Work to complete: Restate each of the lines below word for word and drop every picture.

Extracted records:
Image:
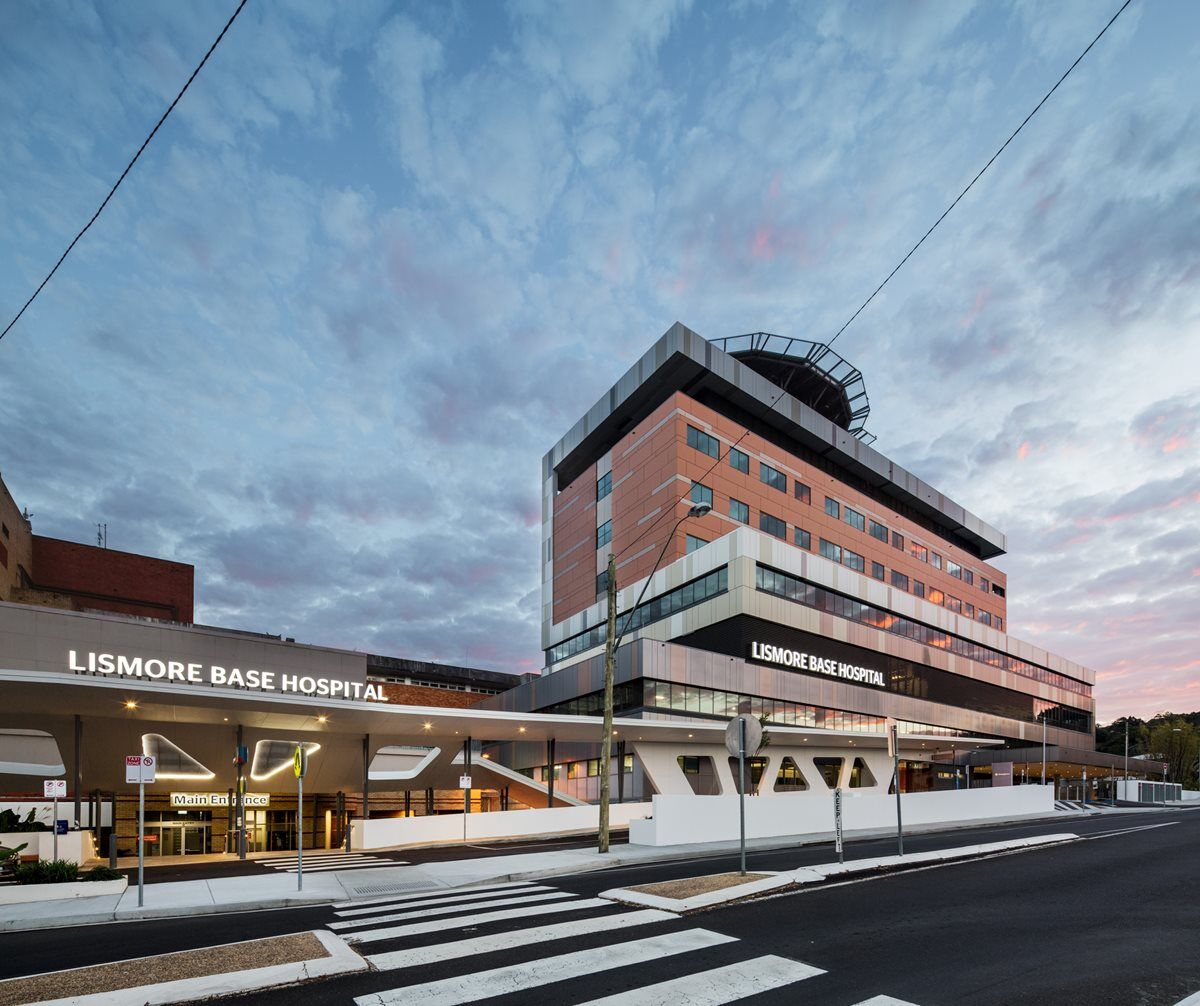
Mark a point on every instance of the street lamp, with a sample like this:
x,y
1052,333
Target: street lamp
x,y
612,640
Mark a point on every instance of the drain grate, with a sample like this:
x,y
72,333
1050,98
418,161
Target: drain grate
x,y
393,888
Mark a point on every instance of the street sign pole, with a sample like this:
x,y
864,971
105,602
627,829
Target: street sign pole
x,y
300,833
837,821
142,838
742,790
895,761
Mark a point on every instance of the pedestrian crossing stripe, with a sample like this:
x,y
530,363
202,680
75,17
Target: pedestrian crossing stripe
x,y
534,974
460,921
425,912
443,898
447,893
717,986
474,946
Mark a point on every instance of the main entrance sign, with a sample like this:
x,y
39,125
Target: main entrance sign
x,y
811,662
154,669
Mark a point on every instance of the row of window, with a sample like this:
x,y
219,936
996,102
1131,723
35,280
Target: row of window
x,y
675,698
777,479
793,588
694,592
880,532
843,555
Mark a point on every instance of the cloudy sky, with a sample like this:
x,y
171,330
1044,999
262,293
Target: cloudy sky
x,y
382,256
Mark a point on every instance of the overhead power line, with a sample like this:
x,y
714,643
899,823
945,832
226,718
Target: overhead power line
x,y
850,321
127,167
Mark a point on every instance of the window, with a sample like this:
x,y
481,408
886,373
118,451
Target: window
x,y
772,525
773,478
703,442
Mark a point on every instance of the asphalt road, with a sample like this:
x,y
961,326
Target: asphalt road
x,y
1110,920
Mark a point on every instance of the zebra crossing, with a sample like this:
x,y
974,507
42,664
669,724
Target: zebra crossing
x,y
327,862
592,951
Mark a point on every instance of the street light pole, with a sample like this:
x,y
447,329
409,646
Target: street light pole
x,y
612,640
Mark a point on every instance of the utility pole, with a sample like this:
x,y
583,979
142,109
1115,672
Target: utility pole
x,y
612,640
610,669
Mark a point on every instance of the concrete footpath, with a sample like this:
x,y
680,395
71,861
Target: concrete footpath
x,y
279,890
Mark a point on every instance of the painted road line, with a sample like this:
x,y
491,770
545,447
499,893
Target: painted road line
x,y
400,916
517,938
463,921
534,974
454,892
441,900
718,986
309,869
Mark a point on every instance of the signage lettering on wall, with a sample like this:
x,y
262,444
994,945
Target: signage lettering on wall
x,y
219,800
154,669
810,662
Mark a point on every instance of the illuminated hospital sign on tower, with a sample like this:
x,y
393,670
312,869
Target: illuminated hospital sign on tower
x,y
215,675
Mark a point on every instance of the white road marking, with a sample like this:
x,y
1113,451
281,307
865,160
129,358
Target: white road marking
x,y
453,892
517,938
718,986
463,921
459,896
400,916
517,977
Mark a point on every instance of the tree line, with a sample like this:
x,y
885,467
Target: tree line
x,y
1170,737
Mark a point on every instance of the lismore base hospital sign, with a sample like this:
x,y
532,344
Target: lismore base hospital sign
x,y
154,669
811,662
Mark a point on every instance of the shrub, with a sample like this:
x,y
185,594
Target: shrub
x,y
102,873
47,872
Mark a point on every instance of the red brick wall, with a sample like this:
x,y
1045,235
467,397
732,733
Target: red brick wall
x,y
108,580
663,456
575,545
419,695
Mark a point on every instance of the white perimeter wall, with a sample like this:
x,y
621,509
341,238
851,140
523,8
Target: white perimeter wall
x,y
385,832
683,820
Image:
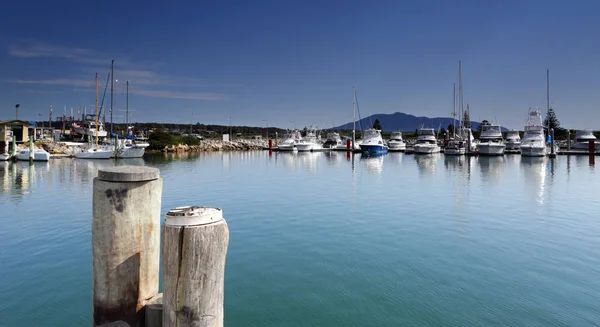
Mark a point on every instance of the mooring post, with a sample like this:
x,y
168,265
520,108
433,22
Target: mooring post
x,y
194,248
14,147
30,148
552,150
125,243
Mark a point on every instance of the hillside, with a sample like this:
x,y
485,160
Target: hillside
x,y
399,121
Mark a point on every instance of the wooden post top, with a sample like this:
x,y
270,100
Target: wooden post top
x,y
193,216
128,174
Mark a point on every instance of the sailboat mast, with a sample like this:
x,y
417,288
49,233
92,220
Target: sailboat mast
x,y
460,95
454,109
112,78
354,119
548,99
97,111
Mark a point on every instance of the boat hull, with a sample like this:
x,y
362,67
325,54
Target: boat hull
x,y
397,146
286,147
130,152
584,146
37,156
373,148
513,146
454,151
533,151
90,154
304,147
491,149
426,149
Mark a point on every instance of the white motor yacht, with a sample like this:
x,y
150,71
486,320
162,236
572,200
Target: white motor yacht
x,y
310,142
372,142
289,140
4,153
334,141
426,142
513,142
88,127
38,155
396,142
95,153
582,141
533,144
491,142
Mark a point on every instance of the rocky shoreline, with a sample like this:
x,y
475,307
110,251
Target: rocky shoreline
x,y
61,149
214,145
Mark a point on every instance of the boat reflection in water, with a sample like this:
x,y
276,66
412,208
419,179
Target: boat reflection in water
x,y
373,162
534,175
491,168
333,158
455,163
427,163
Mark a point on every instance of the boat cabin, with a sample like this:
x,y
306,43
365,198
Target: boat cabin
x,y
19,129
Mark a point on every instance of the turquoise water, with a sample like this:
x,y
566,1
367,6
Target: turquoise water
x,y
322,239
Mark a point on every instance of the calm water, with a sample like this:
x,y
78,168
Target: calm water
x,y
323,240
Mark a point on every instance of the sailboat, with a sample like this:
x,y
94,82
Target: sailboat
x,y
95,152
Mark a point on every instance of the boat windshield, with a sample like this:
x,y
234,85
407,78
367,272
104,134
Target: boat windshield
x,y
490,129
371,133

Reply to the task:
Image:
Mark a point on every instance of the street lamp, with a sample like this:
x,y
1052,333
Target: street lamp
x,y
612,640
Mark a point on every instance of the drain grate, with a sample like this:
x,y
72,333
1050,98
418,161
Target: drain grate
x,y
393,888
Mark a point on every instance of the street sign pole, with a sample like this:
x,y
864,971
105,602
627,829
Target: street sign pole
x,y
300,833
837,821
142,838
742,790
895,761
Mark a point on every instance of the pedestrian crossing stripe, with a sample like this:
x,y
530,363
202,680
75,17
Target: pedestrian crossing stripe
x,y
534,974
460,921
425,912
443,898
447,893
717,986
474,946
Mark a point on every instance of the main entrance sign, with a sample like this:
x,y
39,125
Target: main entrance sign
x,y
811,662
154,669
Mark a point on every instance of the row of window, with a sample like this:
x,y
219,936
996,102
1131,723
35,280
Target: row of window
x,y
675,698
777,479
793,588
694,592
880,532
843,555
Mark a point on every instance of the cloudy sky, with a sample like this:
x,y
171,330
1044,999
262,293
Target: cloudy sky
x,y
382,256
Mark a point on every instance of the overhead power line, with a sample like this:
x,y
714,643
899,823
945,832
226,718
Target: overhead power line
x,y
850,321
127,167
Mark a point on every instance of the window, with a sample like this:
x,y
481,408
886,373
118,451
Target: window
x,y
772,525
773,478
703,442
Mark a point on every instance of the asphalt road, with a sample like this:
x,y
961,326
Target: asphalt road
x,y
1110,920
Mark a point on every instance of the zebra crossing, with a sample like this:
x,y
974,507
42,664
669,724
Target: zebra crossing
x,y
327,862
592,951
Mark a point on every instance of the street light pole, with a sample like this:
x,y
447,329
409,646
Target: street light pole
x,y
612,640
Mark a point on every instance of the utility pole, with a sample like this:
x,y
583,979
142,109
1115,672
Target: utility pole
x,y
612,640
610,669
Mark a point on every instance of the concrete footpath, with a sample like this:
x,y
680,395
71,861
Target: concrete footpath
x,y
279,890
Mark a point on every instance of the painted road line, with a sample like this:
x,y
491,770
545,447
499,893
Target: painted road line
x,y
400,916
517,938
463,921
534,974
454,892
441,900
718,986
309,869
Mark a point on every instance of the signage lettering on wall, with a sample like this:
x,y
262,444
994,945
Target: signage lettering on wall
x,y
219,800
154,669
810,662
Mark a point on every instance of the illuminated hospital sign on tower, with a sample like this:
x,y
393,670
312,869
Target: illuminated hospital sign on tower
x,y
215,675
Mark a point on every instance of the white road marking, with a sample like this:
x,y
1113,451
281,307
865,160
129,358
Target: white road marking
x,y
453,892
517,938
718,986
463,921
459,896
400,916
517,977
Mark a point on every instance of the tree line, with a sample like this:
x,y
885,467
Target: tree line
x,y
1170,737
Mark a point on every instance of the lismore base hospital sign, with a sample like this:
x,y
532,344
Target: lismore base hospital sign
x,y
154,669
811,662
Mark a point on every instance of the shrub, with a sample like this:
x,y
185,594
Target: shrub
x,y
102,873
47,872
Mark a point on every instance of the red brick wall, with a sample like this:
x,y
1045,235
467,397
732,733
Target: red brick wall
x,y
108,580
663,456
575,545
419,695
Mark a point on every instance of the white perimeter wall, with a sample like this:
x,y
621,509
341,238
851,140
523,8
Target: white perimeter wall
x,y
385,832
683,820
Image:
Mark a point on every instance of the mooring post, with a sample like this:
x,y
168,265
520,108
433,22
Target: mooring post
x,y
194,248
14,147
30,148
552,150
125,243
Mark a point on every instance of the hillside, with a sample like this:
x,y
485,160
Target: hillside
x,y
399,121
Mark a point on every instance of the wooden post top, with a sample like this:
x,y
270,100
Target: wooden post top
x,y
193,216
128,174
Mark a point on every instance of the sailboat mast, with a sample like this:
x,y
417,288
49,233
92,220
Target: sailboat mast
x,y
460,95
454,109
112,78
354,119
548,99
97,111
Mark a point on every instance of the boat hull, with a sample like this:
x,y
362,67
325,54
Target: boat hull
x,y
397,146
286,147
130,152
584,146
37,156
373,148
513,146
454,151
533,151
90,154
304,147
491,149
426,149
Mark a point on every instance of the white motor yacht, with a sample like this:
x,y
150,71
486,320
162,236
572,200
Target: white motor yacht
x,y
310,142
372,142
289,140
4,153
334,141
426,142
513,142
88,127
38,155
396,142
95,153
582,141
533,144
491,142
Mark a point on every instance of the rocky shoreline, with a sample like this:
x,y
475,307
110,251
Target: rocky shoreline
x,y
61,149
214,145
Mark a point on every instance of the boat reflection in water, with a sample like this:
x,y
276,66
412,208
419,179
Target: boat reflection in water
x,y
373,162
534,175
491,168
333,158
455,163
427,163
Mark a point on every instance of the boat cabin, with a sample like this:
x,y
306,43
365,198
Target: boat cabin
x,y
19,129
Mark a point on every instance of the turquoise water, with a sample like this:
x,y
566,1
367,6
Target: turquoise water
x,y
322,239
Mark a point on every instance of the calm water, with a sample like this:
x,y
78,168
Target: calm water
x,y
323,240
Mark a point on every instance of the sailboat, with a sample like this:
x,y
94,82
Target: sailboat
x,y
95,152
Mark a point on every instance of the boat windshield, with a sample like this:
x,y
234,85
407,78
367,272
104,134
Target: boat windshield
x,y
490,129
371,133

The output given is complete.